EXERCISE BRIEF:
Pull out every line in the records below that contains the string "sari", matching its case exactly.

+ + + + + + +

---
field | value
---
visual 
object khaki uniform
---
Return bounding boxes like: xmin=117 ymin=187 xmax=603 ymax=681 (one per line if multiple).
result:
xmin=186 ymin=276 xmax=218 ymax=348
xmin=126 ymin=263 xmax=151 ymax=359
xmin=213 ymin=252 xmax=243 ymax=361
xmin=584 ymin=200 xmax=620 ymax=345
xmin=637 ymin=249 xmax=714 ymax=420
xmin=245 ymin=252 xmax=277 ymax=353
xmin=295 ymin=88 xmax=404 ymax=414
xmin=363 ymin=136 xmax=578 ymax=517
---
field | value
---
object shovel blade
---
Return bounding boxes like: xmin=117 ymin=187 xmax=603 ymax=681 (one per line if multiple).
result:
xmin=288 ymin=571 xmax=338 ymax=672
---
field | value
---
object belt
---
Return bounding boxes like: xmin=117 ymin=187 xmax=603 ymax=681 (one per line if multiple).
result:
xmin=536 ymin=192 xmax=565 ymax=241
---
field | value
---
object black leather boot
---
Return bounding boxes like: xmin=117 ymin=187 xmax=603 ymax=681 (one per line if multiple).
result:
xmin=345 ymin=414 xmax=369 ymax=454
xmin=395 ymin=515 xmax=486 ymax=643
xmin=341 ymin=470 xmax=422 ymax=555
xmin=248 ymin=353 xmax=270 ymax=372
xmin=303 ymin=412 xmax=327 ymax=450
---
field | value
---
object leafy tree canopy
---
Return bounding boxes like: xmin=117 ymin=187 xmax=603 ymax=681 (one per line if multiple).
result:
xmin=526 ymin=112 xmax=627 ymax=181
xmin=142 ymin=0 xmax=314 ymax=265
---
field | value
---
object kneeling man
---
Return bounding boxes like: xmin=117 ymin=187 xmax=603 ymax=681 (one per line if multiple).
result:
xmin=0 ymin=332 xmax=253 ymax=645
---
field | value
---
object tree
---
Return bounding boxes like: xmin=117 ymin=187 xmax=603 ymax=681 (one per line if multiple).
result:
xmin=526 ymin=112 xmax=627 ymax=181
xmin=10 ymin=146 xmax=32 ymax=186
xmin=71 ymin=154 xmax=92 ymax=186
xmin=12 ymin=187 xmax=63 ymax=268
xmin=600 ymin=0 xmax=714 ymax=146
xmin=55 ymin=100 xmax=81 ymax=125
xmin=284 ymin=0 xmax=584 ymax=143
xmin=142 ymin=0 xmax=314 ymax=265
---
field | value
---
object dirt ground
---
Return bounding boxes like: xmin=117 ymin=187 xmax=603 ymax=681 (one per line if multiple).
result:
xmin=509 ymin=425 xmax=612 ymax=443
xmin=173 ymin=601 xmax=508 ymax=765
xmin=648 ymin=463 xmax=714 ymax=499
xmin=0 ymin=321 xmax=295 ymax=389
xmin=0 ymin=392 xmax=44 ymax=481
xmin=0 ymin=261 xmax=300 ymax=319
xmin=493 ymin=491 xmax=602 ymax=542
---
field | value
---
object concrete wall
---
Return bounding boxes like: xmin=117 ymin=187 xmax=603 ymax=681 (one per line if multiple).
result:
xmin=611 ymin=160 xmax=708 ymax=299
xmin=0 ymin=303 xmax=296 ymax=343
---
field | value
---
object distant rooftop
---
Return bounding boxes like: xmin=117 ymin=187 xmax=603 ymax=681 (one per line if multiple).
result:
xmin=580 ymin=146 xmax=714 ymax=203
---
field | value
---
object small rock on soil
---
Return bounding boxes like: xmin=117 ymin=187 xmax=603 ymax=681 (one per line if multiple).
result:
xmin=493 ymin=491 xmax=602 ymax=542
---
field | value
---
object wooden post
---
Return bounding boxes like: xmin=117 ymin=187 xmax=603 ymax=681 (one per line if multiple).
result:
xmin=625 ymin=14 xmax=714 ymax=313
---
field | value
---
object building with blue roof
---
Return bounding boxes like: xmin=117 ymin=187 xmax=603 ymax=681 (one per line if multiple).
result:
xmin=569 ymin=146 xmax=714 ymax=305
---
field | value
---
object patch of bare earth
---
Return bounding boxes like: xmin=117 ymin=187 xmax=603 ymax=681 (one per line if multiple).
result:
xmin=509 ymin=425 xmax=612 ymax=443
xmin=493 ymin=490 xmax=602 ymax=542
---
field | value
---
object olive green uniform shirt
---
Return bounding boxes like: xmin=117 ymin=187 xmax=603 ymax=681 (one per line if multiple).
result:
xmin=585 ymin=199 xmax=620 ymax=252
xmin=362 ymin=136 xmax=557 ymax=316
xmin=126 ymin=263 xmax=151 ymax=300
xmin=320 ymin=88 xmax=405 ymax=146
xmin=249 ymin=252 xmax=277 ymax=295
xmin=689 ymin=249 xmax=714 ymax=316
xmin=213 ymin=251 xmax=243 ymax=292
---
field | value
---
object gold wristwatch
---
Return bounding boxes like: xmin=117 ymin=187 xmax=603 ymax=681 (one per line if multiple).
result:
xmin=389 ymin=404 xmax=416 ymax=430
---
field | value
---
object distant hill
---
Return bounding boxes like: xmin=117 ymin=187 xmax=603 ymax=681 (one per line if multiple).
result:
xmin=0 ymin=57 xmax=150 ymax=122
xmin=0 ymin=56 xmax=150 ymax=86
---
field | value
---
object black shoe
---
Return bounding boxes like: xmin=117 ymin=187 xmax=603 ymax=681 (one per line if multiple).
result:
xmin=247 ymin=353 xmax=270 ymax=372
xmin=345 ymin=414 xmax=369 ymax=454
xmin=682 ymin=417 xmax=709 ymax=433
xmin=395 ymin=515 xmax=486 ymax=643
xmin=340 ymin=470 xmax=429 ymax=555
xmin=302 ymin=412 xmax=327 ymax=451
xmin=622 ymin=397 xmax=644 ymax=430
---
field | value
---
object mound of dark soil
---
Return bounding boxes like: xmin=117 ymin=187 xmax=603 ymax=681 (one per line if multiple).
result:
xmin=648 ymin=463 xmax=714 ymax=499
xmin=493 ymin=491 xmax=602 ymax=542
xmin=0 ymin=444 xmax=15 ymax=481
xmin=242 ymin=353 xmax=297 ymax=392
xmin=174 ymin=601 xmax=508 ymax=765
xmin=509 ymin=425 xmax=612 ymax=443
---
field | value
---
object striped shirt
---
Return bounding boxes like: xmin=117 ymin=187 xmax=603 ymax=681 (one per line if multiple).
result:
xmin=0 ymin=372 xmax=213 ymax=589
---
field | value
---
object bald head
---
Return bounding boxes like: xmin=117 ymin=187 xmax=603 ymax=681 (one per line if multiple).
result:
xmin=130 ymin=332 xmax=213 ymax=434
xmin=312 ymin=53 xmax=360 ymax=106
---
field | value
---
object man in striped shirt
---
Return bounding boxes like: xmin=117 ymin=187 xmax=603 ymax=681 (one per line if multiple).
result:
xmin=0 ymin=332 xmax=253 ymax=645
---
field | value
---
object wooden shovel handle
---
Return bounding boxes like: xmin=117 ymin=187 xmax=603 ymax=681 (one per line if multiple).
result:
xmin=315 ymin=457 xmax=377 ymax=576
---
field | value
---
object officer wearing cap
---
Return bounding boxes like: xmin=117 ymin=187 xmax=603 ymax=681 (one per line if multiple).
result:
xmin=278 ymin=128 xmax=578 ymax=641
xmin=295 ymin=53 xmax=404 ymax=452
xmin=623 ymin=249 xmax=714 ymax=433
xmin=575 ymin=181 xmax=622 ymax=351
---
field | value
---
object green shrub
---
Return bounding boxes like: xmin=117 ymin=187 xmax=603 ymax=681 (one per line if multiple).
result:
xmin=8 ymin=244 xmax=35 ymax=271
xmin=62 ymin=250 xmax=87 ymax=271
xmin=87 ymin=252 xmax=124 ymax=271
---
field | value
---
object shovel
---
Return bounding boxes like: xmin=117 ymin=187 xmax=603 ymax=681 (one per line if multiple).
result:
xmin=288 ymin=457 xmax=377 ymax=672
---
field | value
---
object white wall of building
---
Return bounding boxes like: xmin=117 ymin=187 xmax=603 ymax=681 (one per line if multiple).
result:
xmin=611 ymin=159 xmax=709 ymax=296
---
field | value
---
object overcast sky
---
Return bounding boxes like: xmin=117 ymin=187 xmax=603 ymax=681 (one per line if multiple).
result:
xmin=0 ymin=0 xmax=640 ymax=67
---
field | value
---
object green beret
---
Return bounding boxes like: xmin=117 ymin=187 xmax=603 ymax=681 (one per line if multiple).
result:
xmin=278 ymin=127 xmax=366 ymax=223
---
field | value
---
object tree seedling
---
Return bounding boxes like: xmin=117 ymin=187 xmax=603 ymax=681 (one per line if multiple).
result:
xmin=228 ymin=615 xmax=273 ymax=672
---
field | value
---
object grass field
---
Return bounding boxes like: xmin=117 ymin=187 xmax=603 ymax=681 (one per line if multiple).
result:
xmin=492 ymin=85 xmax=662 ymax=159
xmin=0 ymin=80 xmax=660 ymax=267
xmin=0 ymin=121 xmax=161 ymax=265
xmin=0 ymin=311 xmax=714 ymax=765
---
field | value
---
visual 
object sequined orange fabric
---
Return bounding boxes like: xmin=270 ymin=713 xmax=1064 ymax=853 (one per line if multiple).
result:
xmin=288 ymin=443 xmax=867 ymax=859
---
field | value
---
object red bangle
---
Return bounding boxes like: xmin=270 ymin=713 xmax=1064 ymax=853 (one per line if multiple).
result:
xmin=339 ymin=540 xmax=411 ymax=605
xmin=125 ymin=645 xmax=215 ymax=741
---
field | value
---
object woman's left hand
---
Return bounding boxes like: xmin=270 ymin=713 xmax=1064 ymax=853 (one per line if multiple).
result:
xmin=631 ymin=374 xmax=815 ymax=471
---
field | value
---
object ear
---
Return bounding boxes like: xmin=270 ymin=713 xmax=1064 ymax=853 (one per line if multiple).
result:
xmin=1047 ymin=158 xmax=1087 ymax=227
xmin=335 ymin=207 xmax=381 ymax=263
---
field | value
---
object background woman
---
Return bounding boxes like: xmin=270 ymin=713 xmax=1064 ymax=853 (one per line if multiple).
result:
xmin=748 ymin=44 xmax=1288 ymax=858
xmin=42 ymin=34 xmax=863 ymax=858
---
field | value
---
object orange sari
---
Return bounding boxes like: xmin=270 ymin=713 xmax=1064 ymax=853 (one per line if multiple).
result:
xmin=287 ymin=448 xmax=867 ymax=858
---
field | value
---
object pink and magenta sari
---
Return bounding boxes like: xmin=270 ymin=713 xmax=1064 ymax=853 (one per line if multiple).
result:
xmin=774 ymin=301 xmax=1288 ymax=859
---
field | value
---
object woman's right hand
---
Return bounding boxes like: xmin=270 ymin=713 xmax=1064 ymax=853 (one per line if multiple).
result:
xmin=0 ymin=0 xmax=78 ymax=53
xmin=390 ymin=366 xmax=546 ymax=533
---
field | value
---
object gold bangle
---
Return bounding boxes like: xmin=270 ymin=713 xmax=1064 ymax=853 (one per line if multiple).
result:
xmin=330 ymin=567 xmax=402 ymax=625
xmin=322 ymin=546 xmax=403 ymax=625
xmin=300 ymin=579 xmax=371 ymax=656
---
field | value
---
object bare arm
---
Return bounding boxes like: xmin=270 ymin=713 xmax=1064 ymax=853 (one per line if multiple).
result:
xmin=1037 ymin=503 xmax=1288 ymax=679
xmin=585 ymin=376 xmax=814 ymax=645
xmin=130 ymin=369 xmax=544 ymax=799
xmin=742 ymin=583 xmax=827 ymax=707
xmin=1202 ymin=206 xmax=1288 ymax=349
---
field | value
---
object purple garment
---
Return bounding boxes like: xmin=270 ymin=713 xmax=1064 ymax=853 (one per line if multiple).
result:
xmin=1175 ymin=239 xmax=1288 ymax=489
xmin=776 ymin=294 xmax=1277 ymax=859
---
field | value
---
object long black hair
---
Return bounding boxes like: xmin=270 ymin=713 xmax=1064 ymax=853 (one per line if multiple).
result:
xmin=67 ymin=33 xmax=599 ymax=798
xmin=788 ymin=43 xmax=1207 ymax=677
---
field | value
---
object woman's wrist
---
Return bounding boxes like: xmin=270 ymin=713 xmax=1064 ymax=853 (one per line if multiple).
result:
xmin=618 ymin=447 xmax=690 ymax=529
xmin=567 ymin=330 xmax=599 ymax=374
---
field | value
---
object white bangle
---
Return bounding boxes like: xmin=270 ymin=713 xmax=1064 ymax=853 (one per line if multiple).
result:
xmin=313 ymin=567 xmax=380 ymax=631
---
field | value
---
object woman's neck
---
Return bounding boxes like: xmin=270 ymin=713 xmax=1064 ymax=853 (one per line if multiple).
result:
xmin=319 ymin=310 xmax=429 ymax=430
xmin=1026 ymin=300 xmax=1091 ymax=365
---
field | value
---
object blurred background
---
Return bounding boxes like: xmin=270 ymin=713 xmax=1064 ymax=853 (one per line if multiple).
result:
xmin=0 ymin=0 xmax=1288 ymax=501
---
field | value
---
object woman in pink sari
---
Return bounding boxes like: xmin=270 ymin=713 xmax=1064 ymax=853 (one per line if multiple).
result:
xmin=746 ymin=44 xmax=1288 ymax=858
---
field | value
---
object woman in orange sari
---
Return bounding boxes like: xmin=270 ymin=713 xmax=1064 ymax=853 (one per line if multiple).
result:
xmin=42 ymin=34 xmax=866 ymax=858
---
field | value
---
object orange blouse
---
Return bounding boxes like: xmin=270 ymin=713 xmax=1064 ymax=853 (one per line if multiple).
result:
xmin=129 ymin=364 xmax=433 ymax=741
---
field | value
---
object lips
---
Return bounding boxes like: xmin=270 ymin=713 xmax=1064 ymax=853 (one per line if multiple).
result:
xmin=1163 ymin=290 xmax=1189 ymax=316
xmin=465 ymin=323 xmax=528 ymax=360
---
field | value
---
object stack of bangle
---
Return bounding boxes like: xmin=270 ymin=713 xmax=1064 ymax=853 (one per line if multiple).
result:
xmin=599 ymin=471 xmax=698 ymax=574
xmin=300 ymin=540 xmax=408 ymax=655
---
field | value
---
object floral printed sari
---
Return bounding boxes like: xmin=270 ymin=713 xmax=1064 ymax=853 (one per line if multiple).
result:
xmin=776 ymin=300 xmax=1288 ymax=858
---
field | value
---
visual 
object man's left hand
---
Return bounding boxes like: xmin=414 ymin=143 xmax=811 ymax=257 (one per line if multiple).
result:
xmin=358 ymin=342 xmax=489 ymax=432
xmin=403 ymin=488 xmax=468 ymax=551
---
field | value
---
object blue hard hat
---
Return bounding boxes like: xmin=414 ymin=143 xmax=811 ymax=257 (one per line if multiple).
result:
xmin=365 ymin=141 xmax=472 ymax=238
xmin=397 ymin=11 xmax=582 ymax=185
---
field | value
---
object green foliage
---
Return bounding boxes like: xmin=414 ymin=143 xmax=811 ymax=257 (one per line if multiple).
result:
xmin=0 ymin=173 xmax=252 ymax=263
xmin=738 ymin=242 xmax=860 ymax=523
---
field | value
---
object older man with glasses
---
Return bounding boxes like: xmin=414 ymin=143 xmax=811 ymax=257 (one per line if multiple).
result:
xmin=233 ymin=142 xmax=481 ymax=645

+ + + + + + +

WRITTEN RESPONSE:
object orange sari
object pink and magenta sari
object woman in pink sari
object woman in orange sari
object floral printed sari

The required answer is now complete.